_Work to be completed_
The line with "# each result" marks the start; write out that line and all following lines through the end of the listing, exactly.

════════════════

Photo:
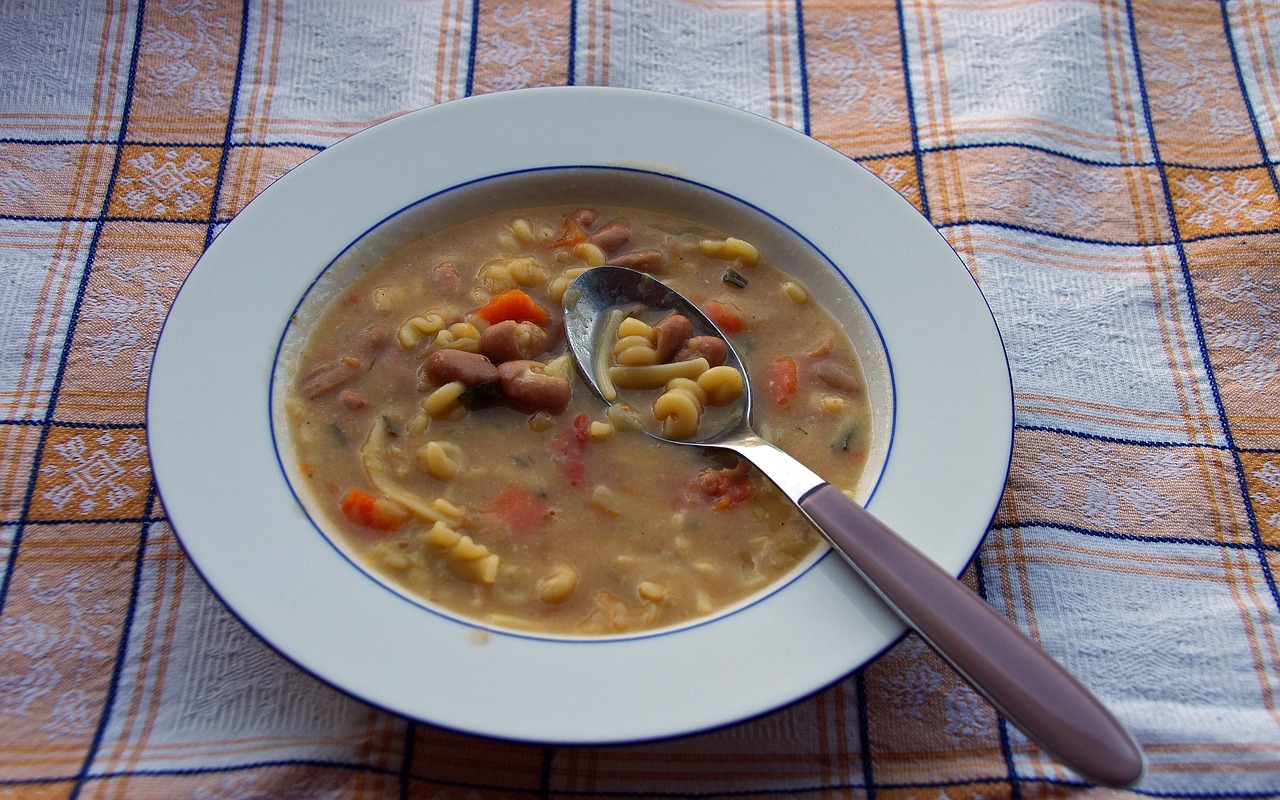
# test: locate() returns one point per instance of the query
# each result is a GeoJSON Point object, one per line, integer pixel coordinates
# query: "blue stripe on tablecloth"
{"type": "Point", "coordinates": [910, 112]}
{"type": "Point", "coordinates": [1244, 95]}
{"type": "Point", "coordinates": [74, 312]}
{"type": "Point", "coordinates": [231, 126]}
{"type": "Point", "coordinates": [1196, 318]}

════════════════

_Finished task_
# each result is a GeoJSON Point object, one per line, integer pixel coordinates
# query: "blue stripe on tablecloth"
{"type": "Point", "coordinates": [910, 112]}
{"type": "Point", "coordinates": [1244, 95]}
{"type": "Point", "coordinates": [74, 312]}
{"type": "Point", "coordinates": [231, 126]}
{"type": "Point", "coordinates": [1196, 318]}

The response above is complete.